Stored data

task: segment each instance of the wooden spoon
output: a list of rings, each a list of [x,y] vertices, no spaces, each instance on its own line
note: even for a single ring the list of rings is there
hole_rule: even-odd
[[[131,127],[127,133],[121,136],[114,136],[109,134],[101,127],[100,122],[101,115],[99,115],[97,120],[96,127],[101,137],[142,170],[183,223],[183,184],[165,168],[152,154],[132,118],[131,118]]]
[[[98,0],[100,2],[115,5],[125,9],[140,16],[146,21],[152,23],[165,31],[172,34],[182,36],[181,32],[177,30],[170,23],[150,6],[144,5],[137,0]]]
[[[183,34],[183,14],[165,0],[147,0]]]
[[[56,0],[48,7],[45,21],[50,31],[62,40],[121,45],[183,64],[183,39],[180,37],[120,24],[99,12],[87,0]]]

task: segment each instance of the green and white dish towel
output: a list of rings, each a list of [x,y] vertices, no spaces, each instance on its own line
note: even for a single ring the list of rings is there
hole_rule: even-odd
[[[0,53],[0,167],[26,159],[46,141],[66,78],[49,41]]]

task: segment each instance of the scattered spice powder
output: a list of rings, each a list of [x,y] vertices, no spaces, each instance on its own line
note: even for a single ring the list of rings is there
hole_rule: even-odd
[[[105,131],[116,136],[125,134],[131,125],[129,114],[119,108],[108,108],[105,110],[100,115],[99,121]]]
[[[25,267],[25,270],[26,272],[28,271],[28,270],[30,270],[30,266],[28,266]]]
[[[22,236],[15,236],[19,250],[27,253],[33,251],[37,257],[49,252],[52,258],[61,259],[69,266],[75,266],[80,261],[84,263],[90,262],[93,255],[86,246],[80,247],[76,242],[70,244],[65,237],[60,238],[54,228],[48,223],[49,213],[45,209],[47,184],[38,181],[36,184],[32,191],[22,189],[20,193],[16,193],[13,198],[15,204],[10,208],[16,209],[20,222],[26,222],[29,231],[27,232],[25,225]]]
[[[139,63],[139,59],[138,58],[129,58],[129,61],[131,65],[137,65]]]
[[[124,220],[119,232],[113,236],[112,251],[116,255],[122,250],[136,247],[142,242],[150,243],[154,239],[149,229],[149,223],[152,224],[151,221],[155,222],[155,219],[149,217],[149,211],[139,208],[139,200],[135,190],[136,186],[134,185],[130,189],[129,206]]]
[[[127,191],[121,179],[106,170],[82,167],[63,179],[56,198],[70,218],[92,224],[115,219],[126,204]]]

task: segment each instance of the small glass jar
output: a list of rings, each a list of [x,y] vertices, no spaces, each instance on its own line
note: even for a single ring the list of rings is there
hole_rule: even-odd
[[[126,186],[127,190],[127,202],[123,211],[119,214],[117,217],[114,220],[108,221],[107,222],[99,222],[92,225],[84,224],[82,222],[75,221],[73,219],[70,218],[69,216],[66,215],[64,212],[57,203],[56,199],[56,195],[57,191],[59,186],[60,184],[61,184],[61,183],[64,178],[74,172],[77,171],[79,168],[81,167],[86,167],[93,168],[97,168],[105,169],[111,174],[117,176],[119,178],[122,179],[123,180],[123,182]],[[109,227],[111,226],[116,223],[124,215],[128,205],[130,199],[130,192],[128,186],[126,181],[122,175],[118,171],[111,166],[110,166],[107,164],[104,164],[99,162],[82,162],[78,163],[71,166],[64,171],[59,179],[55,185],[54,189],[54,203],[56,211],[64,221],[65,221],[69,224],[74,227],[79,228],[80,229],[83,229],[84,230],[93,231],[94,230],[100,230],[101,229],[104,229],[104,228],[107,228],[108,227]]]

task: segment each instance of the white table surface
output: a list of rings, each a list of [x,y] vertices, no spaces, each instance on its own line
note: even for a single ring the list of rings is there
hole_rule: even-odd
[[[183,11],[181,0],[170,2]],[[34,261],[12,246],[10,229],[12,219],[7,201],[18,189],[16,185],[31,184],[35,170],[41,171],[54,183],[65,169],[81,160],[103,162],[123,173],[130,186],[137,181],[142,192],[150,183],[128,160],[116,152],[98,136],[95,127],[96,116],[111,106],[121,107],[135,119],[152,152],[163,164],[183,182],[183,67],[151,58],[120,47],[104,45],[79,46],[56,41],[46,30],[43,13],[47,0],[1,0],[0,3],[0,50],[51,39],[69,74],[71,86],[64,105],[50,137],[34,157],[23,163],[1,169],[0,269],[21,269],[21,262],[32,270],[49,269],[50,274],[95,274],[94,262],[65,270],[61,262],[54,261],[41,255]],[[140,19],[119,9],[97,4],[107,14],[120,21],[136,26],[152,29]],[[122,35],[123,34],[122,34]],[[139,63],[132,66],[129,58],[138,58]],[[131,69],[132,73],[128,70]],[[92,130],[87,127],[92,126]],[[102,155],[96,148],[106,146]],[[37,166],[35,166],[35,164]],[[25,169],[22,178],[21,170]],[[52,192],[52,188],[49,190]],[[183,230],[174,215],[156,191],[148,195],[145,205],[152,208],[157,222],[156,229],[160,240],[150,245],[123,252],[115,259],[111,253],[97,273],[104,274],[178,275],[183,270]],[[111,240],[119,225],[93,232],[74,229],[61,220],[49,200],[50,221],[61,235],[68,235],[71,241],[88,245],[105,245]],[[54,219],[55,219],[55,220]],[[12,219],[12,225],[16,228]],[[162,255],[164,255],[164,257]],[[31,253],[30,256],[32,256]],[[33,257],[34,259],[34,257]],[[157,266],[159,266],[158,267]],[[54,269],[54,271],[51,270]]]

Aim
Rewrite every line of the stored data, starting at the beginning and ending at the line that contains "[[[0,53],[0,167],[26,159],[46,141],[66,78],[49,41]]]". Shift each vertex coordinate in the answers by -93, and leave all other lines unchanged.

Answer to this task
task: segment each instance of the wooden spoon
output: a list of rings, each a list of [x,y] vertices, no spaces, each instance on its own line
note: even for a single ring the list of rings is there
hole_rule: even-odd
[[[38,34],[34,40],[28,43],[21,43],[16,41],[8,34],[7,29],[8,22],[6,22],[4,27],[3,34],[8,44],[49,77],[90,130],[90,91],[72,75],[59,61],[39,25],[38,25]]]
[[[5,-93],[7,-91],[22,-88],[32,-84],[47,-77],[53,-72],[59,-70],[72,-62],[79,-59],[89,-57],[88,-61],[84,-63],[77,-70],[57,-87],[51,-88],[44,-93]]]
[[[90,-59],[90,-79],[72,-93],[54,-93]]]
[[[-37,-93],[-45,-86],[-48,-72],[-43,-62],[-31,-53],[28,-48],[90,-29],[90,-54],[87,-56],[27,-69],[6,-81],[-6,-93]]]

task: segment each instance of the green and white dish towel
output: a list of rings, each a list of [x,y] vertices, no spaces, each instance on its own line
note: even for a single ring the list of rings is there
hole_rule: even-odd
[[[-93,-40],[-93,74],[-67,66],[-47,48],[-27,-15],[-44,-52]]]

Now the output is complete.